= Page text =
○ ○ ○ ○

THE THREAD-STARTER WROTE: But what if I'm just reading a news site? Everyone has access to that, it's all over newspapers even. What's the point of encrypting such easily accessible information?
MY RESPONSE: Yes, everything on the news site is public; but would you feel comfortable with someone standing over your shoulder while your with your computer at a coffee shop, using its WI-FI, for example seeing which articles you choose to read? And what if the news site nevertheless has a login so that readers may customize the feed? Doesn't that part of what you do there need to be encrypted? Between the two things, it's easier for the site owner to just encrypt everything.
THE THREAD-STARTER WROTE: Many users have public social network profiles with their interests listed in them, political and religious beliefs, or that information can be easily found from their personal blogs and websites. They don't see that as a threat to their personal life, so they choose not to hide it. How can viewing non-encrypted popular public content harm them? And how does encrypting such pages protect their privacy?

○ ○ ○ ○

= Goal 1 =
Count the lines of the records that contain the word "yellow", and give only the number.

○ ○ ○ ○

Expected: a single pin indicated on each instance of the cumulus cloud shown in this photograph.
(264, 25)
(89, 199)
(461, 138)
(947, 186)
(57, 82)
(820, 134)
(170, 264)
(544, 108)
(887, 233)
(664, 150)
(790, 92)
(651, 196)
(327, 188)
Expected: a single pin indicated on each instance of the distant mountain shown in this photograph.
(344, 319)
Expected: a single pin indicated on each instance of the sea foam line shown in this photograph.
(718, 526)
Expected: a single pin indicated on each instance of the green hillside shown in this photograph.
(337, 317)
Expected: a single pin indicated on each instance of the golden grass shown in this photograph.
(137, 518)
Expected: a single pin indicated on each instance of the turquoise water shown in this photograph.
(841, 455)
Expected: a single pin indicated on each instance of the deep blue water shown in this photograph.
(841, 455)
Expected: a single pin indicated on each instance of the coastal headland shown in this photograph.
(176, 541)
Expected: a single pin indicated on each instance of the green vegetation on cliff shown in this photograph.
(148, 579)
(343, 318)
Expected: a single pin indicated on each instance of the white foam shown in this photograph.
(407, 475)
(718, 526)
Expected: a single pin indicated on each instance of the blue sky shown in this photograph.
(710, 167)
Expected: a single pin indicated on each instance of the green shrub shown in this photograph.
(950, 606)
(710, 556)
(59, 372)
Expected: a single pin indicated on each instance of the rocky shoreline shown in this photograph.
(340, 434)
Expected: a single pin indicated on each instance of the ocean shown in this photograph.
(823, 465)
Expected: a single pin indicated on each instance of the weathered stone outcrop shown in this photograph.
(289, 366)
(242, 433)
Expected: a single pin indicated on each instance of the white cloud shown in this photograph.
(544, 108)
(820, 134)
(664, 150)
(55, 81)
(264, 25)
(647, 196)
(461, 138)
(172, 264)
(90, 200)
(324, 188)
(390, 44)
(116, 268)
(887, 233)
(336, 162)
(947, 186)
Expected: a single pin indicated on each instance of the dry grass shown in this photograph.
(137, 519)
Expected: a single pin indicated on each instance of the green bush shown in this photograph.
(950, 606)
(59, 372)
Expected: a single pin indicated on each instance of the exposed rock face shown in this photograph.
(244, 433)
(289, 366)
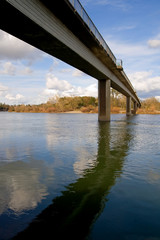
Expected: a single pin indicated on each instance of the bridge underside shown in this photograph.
(32, 22)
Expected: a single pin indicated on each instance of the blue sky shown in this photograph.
(131, 29)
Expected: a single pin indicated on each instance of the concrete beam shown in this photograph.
(128, 106)
(42, 29)
(104, 100)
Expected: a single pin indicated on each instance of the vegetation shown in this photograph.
(84, 105)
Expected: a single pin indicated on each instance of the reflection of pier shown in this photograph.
(71, 215)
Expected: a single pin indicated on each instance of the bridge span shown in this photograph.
(64, 30)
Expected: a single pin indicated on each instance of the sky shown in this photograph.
(131, 28)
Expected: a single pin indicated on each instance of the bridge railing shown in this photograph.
(83, 14)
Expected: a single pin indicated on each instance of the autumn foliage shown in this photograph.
(84, 105)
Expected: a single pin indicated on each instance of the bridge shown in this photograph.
(64, 30)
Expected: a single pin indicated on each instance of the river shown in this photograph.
(67, 176)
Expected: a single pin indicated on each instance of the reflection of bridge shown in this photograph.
(63, 29)
(72, 214)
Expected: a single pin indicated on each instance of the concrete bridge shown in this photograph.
(64, 30)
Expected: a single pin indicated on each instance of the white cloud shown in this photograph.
(154, 43)
(145, 82)
(122, 4)
(57, 87)
(8, 68)
(55, 84)
(3, 88)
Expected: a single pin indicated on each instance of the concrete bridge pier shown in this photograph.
(128, 106)
(135, 107)
(104, 100)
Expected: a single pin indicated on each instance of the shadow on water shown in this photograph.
(72, 214)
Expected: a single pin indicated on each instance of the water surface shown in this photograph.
(66, 175)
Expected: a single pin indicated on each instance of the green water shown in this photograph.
(66, 176)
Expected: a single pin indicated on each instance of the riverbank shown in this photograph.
(82, 105)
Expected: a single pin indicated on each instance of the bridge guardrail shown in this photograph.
(83, 14)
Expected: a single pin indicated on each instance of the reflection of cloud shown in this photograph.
(21, 186)
(153, 176)
(85, 161)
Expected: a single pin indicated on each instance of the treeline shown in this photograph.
(84, 105)
(58, 105)
(4, 107)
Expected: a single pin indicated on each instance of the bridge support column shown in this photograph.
(104, 100)
(128, 106)
(134, 108)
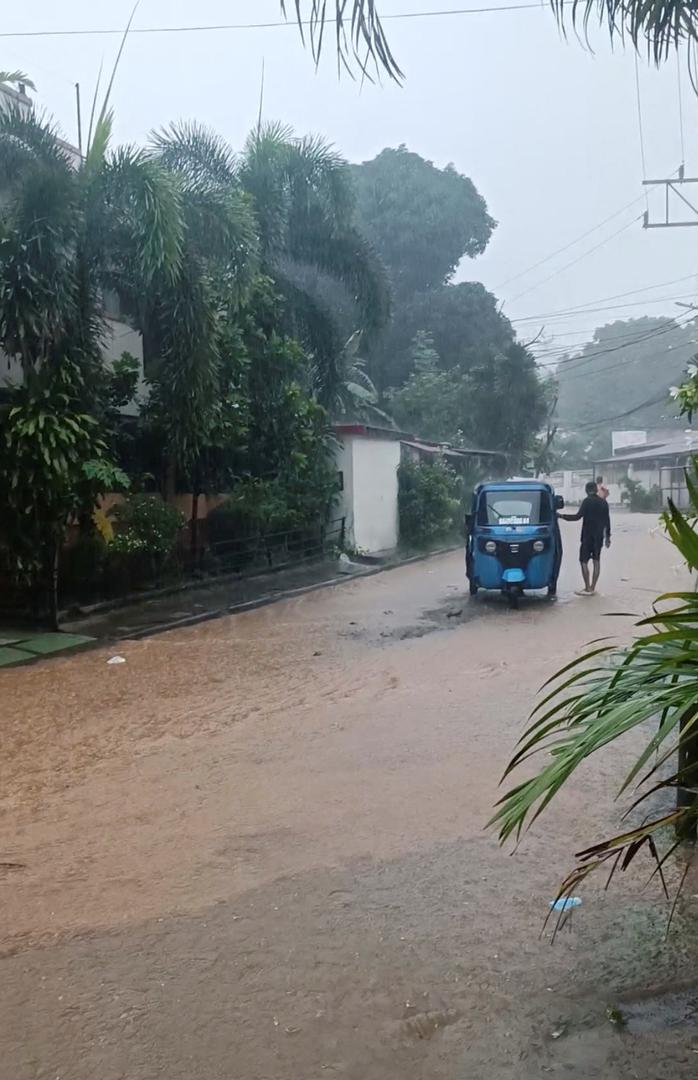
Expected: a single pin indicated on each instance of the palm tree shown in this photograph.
(649, 687)
(359, 35)
(70, 230)
(183, 319)
(303, 193)
(301, 196)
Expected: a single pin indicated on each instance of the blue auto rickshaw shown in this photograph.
(513, 538)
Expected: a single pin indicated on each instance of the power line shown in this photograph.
(207, 28)
(681, 110)
(611, 307)
(674, 324)
(579, 309)
(573, 262)
(642, 137)
(621, 416)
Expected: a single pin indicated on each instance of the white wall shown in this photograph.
(344, 505)
(370, 497)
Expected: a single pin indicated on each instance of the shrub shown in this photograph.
(255, 508)
(145, 538)
(429, 501)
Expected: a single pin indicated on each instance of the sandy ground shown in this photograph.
(255, 851)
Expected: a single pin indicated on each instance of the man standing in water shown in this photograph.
(595, 529)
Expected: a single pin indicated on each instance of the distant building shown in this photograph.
(656, 459)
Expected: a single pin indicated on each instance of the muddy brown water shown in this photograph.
(255, 851)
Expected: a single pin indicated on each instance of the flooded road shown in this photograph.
(255, 851)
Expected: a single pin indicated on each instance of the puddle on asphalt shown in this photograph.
(660, 1012)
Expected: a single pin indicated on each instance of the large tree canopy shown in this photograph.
(421, 219)
(628, 363)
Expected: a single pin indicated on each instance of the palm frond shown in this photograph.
(650, 688)
(659, 27)
(201, 157)
(16, 79)
(143, 202)
(359, 36)
(28, 142)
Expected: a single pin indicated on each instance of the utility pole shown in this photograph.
(675, 201)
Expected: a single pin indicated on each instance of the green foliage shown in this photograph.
(145, 523)
(638, 498)
(499, 403)
(423, 219)
(429, 502)
(304, 199)
(432, 405)
(53, 468)
(627, 363)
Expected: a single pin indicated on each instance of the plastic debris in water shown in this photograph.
(565, 903)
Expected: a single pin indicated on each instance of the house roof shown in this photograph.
(682, 446)
(424, 445)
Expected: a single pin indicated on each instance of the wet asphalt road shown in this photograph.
(255, 851)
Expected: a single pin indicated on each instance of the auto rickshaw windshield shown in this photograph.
(514, 508)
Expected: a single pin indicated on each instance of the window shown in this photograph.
(513, 508)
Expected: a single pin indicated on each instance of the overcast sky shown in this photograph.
(547, 130)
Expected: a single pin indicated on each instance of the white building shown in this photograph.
(367, 461)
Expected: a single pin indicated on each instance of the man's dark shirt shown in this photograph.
(595, 520)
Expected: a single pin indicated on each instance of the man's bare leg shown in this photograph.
(585, 574)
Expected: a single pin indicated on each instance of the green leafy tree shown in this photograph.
(69, 231)
(648, 687)
(428, 501)
(628, 363)
(54, 464)
(304, 199)
(423, 219)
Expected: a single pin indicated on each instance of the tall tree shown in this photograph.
(423, 219)
(69, 231)
(304, 198)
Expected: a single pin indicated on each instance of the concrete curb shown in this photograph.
(267, 598)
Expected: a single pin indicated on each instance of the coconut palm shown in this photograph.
(183, 320)
(72, 228)
(649, 687)
(303, 200)
(361, 40)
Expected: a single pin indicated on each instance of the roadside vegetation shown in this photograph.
(265, 314)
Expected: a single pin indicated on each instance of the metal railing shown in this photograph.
(276, 550)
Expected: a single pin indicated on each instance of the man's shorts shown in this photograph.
(590, 548)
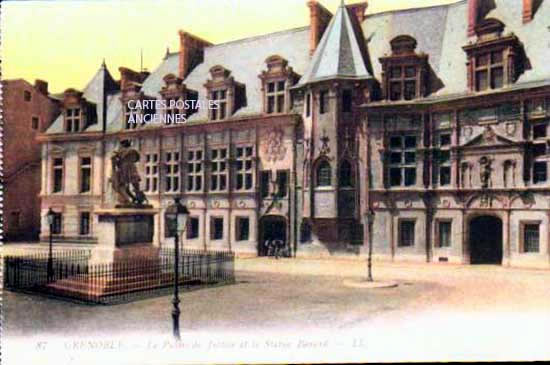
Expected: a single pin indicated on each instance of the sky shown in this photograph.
(65, 41)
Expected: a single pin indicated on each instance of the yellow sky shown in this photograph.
(65, 41)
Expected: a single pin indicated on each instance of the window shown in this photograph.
(402, 160)
(531, 237)
(402, 81)
(347, 101)
(540, 165)
(85, 174)
(489, 71)
(323, 101)
(15, 220)
(243, 228)
(244, 170)
(151, 172)
(444, 166)
(172, 109)
(444, 234)
(220, 96)
(57, 175)
(406, 233)
(218, 170)
(194, 170)
(324, 172)
(84, 223)
(444, 139)
(539, 131)
(282, 183)
(305, 232)
(275, 97)
(72, 120)
(540, 172)
(265, 180)
(216, 228)
(346, 175)
(193, 228)
(130, 117)
(172, 174)
(57, 224)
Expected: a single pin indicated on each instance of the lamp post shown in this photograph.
(178, 213)
(50, 217)
(370, 219)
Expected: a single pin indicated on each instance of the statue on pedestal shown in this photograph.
(125, 178)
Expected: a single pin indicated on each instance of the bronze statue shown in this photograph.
(125, 178)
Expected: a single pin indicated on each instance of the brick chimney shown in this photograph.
(319, 20)
(473, 16)
(41, 86)
(191, 52)
(528, 10)
(128, 76)
(359, 10)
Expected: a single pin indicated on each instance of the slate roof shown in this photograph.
(441, 33)
(346, 50)
(97, 91)
(340, 53)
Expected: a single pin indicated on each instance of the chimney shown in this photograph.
(359, 10)
(473, 16)
(41, 86)
(528, 10)
(128, 76)
(319, 20)
(191, 52)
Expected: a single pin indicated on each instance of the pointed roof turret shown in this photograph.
(341, 53)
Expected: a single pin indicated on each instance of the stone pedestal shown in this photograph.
(124, 234)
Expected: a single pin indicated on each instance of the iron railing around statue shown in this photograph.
(75, 278)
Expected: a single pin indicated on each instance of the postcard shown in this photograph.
(240, 181)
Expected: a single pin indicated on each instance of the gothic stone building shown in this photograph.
(27, 111)
(423, 131)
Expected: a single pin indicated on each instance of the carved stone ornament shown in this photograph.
(511, 128)
(125, 178)
(489, 135)
(325, 148)
(485, 171)
(273, 147)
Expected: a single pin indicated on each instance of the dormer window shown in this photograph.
(175, 93)
(72, 120)
(276, 81)
(220, 97)
(275, 97)
(493, 61)
(225, 93)
(78, 113)
(404, 72)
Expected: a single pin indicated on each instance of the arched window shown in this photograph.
(324, 174)
(305, 232)
(346, 175)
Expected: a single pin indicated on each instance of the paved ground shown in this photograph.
(298, 310)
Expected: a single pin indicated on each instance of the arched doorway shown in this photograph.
(486, 240)
(272, 227)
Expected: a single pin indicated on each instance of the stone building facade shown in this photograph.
(27, 111)
(423, 131)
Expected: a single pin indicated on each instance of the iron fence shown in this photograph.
(75, 278)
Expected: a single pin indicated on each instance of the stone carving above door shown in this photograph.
(273, 145)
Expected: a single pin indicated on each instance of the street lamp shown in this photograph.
(370, 220)
(50, 217)
(179, 214)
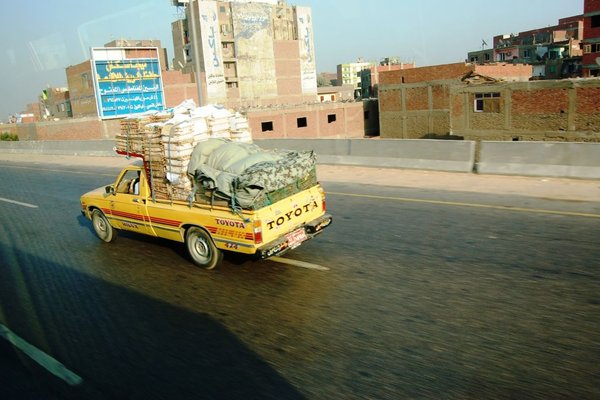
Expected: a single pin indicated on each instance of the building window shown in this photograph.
(266, 126)
(301, 122)
(85, 80)
(487, 102)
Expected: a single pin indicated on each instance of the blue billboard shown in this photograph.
(128, 86)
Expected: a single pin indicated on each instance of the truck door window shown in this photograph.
(129, 183)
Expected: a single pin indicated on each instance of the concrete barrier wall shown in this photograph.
(61, 147)
(441, 155)
(559, 159)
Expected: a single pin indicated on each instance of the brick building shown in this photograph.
(591, 38)
(55, 104)
(487, 102)
(369, 77)
(554, 51)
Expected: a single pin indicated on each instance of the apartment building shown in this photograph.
(369, 77)
(350, 74)
(553, 51)
(251, 54)
(591, 38)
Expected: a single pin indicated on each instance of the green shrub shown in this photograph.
(10, 137)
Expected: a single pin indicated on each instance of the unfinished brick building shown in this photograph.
(497, 103)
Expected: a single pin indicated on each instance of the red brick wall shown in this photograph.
(541, 101)
(391, 100)
(417, 98)
(425, 74)
(349, 121)
(519, 72)
(440, 97)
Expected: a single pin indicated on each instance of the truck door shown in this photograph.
(128, 204)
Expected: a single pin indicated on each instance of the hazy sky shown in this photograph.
(40, 38)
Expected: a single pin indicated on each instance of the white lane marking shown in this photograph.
(18, 202)
(46, 361)
(298, 263)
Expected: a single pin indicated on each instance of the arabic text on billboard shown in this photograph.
(128, 86)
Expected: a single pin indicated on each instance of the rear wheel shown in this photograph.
(102, 227)
(202, 249)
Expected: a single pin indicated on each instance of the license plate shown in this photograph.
(296, 238)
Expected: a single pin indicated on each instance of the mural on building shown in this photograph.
(126, 84)
(307, 53)
(211, 45)
(253, 30)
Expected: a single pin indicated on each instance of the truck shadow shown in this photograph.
(123, 344)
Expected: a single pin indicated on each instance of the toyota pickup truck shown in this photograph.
(207, 229)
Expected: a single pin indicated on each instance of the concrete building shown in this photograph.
(554, 51)
(487, 102)
(591, 38)
(350, 74)
(251, 54)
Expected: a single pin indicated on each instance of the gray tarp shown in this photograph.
(242, 172)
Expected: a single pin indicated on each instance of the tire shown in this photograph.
(102, 227)
(202, 249)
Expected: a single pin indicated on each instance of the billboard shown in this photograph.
(308, 66)
(253, 32)
(127, 81)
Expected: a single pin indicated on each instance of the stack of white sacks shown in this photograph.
(189, 126)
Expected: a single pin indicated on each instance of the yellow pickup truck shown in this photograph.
(206, 228)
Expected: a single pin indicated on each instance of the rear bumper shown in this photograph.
(282, 245)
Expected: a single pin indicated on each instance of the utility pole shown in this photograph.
(195, 49)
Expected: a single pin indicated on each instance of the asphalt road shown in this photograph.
(427, 294)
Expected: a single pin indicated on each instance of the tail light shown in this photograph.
(257, 232)
(323, 202)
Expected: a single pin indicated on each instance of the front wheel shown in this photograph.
(102, 227)
(202, 249)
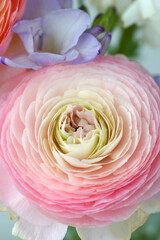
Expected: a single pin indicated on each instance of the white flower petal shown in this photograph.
(25, 230)
(115, 231)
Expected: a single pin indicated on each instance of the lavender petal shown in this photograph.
(20, 61)
(88, 47)
(46, 59)
(29, 32)
(62, 29)
(102, 36)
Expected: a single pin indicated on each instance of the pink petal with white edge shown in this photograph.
(25, 230)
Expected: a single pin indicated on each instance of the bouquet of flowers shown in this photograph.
(80, 119)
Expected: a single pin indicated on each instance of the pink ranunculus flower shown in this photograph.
(10, 12)
(80, 146)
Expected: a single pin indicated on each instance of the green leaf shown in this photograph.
(128, 44)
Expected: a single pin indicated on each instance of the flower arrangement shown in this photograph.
(79, 130)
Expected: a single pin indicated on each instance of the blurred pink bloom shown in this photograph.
(80, 145)
(10, 12)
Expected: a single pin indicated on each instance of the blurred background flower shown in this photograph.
(10, 12)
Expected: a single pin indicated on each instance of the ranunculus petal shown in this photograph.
(157, 79)
(15, 201)
(120, 169)
(25, 230)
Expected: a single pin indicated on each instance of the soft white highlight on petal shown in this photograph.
(115, 231)
(25, 230)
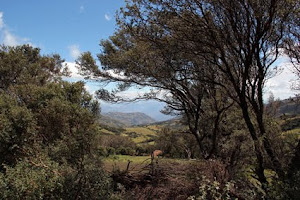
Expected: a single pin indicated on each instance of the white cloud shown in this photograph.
(81, 9)
(74, 72)
(74, 51)
(8, 38)
(107, 17)
(280, 85)
(1, 20)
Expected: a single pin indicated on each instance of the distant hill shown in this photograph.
(129, 119)
(108, 121)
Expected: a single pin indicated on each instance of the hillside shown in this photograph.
(130, 119)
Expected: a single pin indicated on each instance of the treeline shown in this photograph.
(209, 61)
(47, 129)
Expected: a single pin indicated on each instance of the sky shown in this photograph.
(70, 27)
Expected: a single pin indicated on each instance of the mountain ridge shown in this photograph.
(131, 118)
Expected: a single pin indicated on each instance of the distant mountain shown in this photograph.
(110, 122)
(130, 119)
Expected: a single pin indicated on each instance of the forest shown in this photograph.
(207, 60)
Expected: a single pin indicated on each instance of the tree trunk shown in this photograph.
(259, 170)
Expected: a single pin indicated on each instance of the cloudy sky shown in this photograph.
(70, 27)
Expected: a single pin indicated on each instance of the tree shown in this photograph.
(173, 76)
(191, 48)
(47, 129)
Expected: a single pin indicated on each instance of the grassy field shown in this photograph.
(141, 134)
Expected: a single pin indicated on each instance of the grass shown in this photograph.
(137, 163)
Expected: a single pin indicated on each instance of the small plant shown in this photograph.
(213, 190)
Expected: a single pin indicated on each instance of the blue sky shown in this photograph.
(70, 27)
(64, 27)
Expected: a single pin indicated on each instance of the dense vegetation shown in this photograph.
(46, 131)
(207, 60)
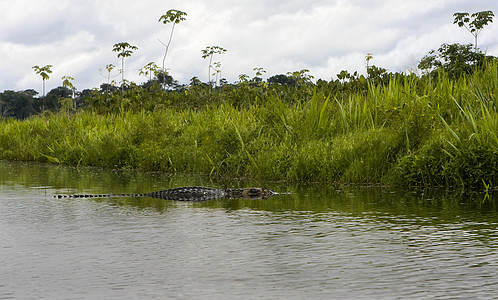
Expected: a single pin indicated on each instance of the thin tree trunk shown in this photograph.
(167, 46)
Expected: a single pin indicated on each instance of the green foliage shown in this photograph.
(475, 23)
(171, 16)
(209, 52)
(455, 59)
(410, 130)
(43, 72)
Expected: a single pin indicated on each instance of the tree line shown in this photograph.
(161, 89)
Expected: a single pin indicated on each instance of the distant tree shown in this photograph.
(43, 72)
(19, 105)
(172, 16)
(475, 23)
(282, 79)
(149, 70)
(368, 58)
(67, 82)
(68, 104)
(109, 69)
(166, 81)
(123, 49)
(209, 52)
(455, 59)
(52, 99)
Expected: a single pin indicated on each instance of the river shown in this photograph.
(319, 242)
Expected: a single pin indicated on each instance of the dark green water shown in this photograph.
(320, 242)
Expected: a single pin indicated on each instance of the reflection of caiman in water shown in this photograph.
(190, 193)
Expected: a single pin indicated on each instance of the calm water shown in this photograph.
(318, 243)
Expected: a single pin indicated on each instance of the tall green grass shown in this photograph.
(411, 131)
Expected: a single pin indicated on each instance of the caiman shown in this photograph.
(190, 193)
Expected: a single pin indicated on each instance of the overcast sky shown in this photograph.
(324, 36)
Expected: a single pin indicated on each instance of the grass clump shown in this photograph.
(422, 131)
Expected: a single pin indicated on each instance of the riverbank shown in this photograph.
(438, 132)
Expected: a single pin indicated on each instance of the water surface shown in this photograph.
(320, 242)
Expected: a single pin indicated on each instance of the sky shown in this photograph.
(323, 36)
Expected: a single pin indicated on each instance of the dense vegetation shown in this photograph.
(407, 130)
(438, 129)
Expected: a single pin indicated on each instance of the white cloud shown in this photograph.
(320, 35)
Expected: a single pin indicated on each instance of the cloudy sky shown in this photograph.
(324, 36)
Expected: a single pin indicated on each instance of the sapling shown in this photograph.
(172, 16)
(475, 23)
(209, 52)
(124, 49)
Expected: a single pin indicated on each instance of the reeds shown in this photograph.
(411, 131)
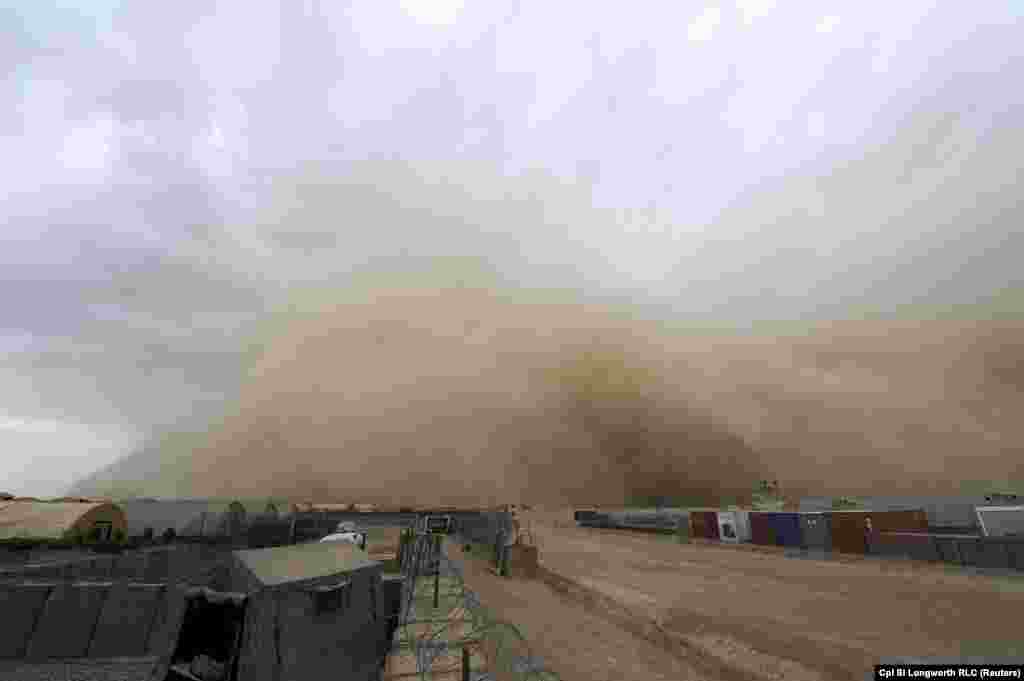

○ ○ ○ ○

= Goal 2 =
In the exchange about encrypting websites, list the kinds of personal information that the thread-starter says users list on their public social network profiles.

= Reply 1 =
2

= Reply 2 =
- Interests
- Political beliefs
- Religious beliefs